### Task details
Render the rows from the line containing "Place one pin on each instance of the orange" through the end of the rows as a two-column CSV with the headers instruction and points. Give one CSV line per row, with the row's text and its answer each in a single quoted field and line breaks replaced by spaces.
# start of Available records
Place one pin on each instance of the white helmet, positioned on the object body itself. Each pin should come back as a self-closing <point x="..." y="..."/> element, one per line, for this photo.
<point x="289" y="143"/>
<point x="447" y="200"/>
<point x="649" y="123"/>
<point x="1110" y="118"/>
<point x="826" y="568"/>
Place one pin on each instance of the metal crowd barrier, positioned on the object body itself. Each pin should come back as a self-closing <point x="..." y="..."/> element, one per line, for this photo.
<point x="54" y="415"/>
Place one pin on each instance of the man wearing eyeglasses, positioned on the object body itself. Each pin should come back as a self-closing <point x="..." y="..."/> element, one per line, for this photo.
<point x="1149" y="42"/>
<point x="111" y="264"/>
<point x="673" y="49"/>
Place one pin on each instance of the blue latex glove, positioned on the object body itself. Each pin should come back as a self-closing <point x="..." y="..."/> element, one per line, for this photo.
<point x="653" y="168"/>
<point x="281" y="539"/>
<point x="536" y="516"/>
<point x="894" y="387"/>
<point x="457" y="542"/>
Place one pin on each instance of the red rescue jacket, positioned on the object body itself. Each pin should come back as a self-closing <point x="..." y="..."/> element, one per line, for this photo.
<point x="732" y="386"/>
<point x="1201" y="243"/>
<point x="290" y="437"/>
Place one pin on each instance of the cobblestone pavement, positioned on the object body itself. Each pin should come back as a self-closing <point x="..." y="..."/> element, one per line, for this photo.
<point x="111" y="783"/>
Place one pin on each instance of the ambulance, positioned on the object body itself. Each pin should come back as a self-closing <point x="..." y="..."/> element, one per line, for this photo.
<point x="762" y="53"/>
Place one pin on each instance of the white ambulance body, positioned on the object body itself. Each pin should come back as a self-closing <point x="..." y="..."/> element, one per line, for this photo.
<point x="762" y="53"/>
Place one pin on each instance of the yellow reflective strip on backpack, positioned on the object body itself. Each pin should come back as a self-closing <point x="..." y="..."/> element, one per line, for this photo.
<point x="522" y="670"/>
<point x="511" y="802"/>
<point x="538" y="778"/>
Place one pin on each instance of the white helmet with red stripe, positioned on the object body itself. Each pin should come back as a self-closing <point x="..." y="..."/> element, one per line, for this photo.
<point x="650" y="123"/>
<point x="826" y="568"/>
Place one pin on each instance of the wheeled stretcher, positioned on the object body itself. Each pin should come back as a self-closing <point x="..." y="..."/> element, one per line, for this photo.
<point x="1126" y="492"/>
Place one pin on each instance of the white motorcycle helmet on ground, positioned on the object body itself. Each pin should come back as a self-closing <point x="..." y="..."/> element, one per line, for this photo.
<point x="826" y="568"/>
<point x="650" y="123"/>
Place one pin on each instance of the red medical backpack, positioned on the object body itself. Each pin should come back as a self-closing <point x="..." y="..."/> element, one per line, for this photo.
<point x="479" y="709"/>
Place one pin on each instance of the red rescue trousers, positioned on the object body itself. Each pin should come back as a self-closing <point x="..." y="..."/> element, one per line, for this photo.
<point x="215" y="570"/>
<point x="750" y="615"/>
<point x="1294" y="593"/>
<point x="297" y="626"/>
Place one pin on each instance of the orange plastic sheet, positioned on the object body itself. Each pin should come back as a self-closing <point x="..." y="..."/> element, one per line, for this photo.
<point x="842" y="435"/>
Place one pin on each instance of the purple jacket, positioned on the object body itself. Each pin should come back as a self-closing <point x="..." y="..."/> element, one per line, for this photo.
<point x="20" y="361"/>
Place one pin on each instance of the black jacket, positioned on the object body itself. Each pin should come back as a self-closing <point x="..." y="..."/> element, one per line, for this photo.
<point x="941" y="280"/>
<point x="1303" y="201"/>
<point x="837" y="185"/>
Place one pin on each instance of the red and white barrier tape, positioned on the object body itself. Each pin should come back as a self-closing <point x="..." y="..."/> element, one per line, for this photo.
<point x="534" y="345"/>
# end of Available records
### Solution for this exercise
instruction,points
"Place one pin on each instance of the orange plastic sheet, positioned on the object body itself. Each pin should come back as a self-closing <point x=""..."" y=""...""/> element, one per line, for this photo.","<point x=""842"" y=""435""/>"
"Place one pin on each instance of the purple jacket, positioned on the object body itself. Each pin should come back as a self-closing <point x=""..."" y=""...""/> element, one per line, for this photo.","<point x=""20"" y=""361""/>"
"Place one pin on each instance of the black jacket, positioned on the object body itself. Each pin should come back as a self-closing <point x=""..."" y=""...""/> element, one per line, for this photo.","<point x=""941"" y=""280""/> <point x=""1303"" y=""201""/> <point x=""837"" y=""185""/>"
"Place one pin on each instance of the red and white barrier tape, positioned on the object body itself. Each pin should come back as a self-closing <point x=""..."" y=""...""/> element, one per line, for this photo.","<point x=""534"" y=""345""/>"